# Task instructions
Locate every line in the records below that contains the word "with", and copy each such line unchanged.

# Input rows
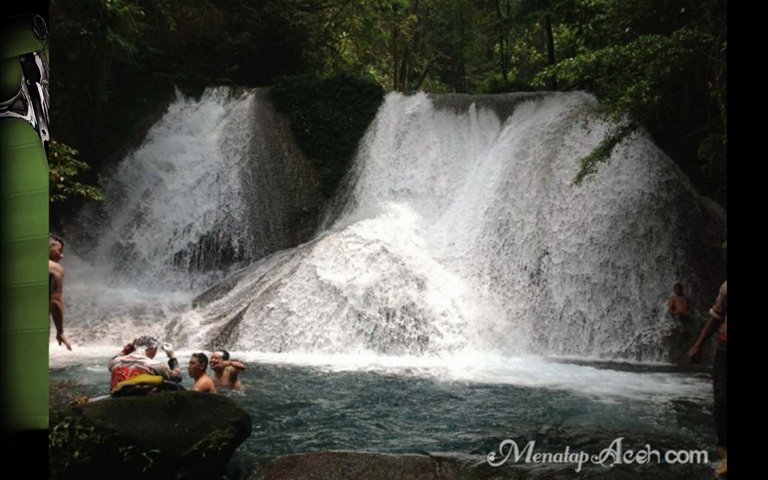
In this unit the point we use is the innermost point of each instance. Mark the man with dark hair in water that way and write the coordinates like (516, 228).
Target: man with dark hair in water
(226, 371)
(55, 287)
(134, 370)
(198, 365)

==

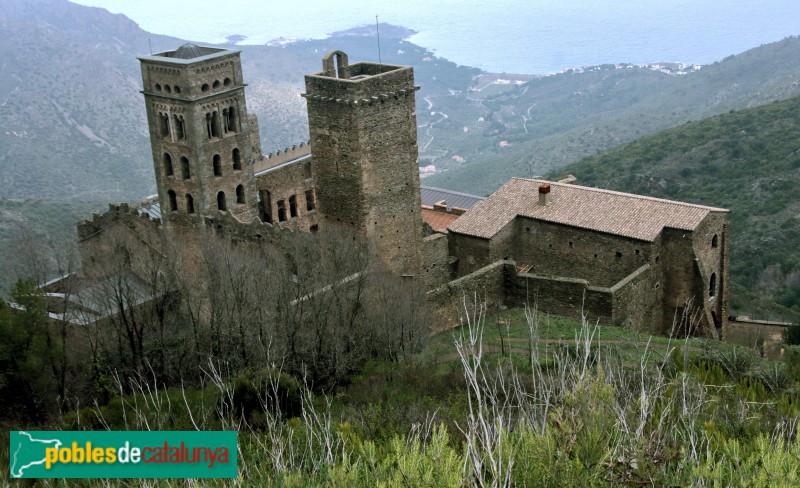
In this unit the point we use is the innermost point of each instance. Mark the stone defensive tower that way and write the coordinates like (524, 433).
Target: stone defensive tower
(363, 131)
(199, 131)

# The reply
In this unit the point we use is the innermost point of each instance. Mark the man with dark hair in water that way and write the coordinates like (516, 228).
Target: man with dark hair in water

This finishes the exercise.